--- start ---

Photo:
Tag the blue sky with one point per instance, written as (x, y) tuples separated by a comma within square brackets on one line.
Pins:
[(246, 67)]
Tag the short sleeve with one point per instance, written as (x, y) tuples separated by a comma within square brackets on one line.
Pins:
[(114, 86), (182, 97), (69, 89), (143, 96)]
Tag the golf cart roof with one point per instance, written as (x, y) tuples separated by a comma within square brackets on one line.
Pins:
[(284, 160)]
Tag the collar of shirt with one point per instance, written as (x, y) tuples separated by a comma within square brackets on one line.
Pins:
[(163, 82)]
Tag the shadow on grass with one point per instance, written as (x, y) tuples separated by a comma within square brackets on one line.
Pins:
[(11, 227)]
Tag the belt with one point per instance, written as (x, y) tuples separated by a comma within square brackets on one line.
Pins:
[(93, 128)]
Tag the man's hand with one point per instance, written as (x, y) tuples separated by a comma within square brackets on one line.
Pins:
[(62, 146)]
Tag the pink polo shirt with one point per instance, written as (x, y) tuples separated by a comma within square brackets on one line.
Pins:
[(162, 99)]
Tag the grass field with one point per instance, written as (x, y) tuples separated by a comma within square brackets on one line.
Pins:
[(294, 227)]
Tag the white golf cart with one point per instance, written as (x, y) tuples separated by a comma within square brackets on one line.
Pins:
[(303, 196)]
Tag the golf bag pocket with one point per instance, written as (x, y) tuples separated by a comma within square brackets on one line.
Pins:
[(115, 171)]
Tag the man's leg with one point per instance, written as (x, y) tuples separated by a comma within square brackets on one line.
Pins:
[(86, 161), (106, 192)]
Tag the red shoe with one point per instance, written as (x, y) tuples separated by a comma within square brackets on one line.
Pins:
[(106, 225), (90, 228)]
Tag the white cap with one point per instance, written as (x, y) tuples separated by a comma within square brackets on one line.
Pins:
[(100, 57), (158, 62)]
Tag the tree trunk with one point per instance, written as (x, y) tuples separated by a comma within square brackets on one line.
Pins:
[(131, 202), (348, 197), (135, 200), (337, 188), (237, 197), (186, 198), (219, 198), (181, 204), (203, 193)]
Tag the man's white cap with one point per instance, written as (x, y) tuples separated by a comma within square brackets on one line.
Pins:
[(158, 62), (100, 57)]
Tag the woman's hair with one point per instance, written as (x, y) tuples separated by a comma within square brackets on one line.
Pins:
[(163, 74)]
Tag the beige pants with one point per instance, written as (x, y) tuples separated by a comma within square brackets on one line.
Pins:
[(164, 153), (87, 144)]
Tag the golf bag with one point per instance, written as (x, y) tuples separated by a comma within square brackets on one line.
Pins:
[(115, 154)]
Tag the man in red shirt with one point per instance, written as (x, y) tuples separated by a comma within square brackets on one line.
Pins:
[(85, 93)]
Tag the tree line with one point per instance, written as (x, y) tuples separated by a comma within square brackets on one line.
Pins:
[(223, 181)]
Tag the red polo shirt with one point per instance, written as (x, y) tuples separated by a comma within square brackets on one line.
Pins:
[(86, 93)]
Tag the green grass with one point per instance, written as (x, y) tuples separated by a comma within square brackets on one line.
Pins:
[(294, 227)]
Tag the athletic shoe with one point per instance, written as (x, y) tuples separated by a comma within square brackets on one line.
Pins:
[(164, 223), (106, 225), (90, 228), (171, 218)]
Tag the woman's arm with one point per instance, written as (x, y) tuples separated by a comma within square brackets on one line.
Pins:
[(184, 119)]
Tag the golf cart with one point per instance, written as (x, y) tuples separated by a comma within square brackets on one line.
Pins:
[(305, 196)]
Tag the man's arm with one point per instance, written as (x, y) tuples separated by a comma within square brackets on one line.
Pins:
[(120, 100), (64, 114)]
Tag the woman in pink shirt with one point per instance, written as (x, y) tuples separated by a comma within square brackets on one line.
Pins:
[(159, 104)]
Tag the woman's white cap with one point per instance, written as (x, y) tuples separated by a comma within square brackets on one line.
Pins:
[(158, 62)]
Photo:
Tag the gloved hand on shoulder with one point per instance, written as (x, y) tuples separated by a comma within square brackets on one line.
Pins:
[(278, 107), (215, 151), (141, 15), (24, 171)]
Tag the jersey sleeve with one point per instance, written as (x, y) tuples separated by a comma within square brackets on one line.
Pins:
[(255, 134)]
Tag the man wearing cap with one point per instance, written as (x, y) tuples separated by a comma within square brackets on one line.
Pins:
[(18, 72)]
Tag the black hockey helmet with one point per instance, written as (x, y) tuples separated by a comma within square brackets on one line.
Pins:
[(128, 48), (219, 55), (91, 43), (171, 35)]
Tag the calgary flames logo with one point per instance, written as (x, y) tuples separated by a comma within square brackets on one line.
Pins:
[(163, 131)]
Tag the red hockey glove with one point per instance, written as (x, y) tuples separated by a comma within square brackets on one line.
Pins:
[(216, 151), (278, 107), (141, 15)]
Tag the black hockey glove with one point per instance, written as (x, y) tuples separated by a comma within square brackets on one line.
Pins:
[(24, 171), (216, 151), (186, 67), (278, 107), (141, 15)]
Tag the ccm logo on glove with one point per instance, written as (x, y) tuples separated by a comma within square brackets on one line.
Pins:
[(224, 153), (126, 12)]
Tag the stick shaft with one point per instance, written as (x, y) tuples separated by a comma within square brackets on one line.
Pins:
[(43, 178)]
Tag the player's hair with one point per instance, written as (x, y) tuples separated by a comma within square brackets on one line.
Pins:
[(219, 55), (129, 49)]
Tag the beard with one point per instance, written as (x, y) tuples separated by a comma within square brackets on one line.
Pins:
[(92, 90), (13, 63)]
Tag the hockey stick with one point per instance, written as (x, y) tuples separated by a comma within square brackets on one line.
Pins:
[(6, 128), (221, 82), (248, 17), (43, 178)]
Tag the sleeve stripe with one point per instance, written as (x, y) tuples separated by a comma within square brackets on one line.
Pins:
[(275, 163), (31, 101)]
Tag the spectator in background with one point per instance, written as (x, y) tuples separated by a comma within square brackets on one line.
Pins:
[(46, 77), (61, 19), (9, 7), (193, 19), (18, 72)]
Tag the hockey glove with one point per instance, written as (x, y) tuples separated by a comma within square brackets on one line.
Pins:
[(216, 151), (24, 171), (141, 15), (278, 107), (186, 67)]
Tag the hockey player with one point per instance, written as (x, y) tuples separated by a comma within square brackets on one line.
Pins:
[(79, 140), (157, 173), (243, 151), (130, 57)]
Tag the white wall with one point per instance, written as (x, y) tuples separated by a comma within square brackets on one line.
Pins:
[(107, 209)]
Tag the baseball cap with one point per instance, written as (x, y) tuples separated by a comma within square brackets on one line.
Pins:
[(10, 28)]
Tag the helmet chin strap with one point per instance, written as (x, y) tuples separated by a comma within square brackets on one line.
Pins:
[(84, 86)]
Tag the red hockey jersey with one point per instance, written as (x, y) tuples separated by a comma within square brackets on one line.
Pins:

--- end ---

- _WHAT IS EXPECTED_:
Render the lines of the entries above as a numbered list, starting at the line that contains "Tag the beige" and ending at the line that contains "[(120, 100), (64, 114)]", with both of those lines included. Leave out any blank lines, and list nothing outside that span.

- _SOLUTION_:
1. Tag the beige pants with one point per instance, written as (x, y) tuples separated by a comma within square brackets on one line.
2. Pins:
3. [(164, 153), (87, 144)]
4. Tag the golf bag with one point per instance, written as (x, y) tuples separated by a comma within square brackets on one line.
5. Pins:
6. [(115, 154)]
7. Tag the man in red shirt with one point per instance, written as (x, y) tuples separated by a comma within square brackets on one line.
8. Pins:
9. [(85, 93)]
10. Tag the tree line with one point per instance, written as (x, y) tuples separated by a comma within square brackets on one line.
11. Pins:
12. [(223, 181)]
13. Tag the red polo shirt with one point per instance, written as (x, y) tuples separated by a comma within square brackets on one line.
14. Pins:
15. [(86, 93)]
16. Tag the green grass with one point per instance, written as (x, y) tuples separated by a comma within square brackets on one line.
17. Pins:
18. [(294, 227)]
19. Tag the athletic shoe with one point per instance, written as (x, y) tuples separated by a comma within square brackets on one line.
20. Pins:
21. [(164, 223), (106, 225), (90, 228), (171, 218)]
22. Tag the woman's arm with one point per instance, written as (x, y) tuples separated by a comma within square brackets on one line.
23. Pins:
24. [(184, 119)]
25. Tag the golf cart with one point per instance, written as (x, y) tuples separated by a comma within square brackets on one line.
26. Pins:
27. [(305, 196)]
28. Tag the man's arm with one point per instance, written as (x, y) tuples separated by a comma within square brackets on one line.
29. Pins:
30. [(120, 100), (64, 114)]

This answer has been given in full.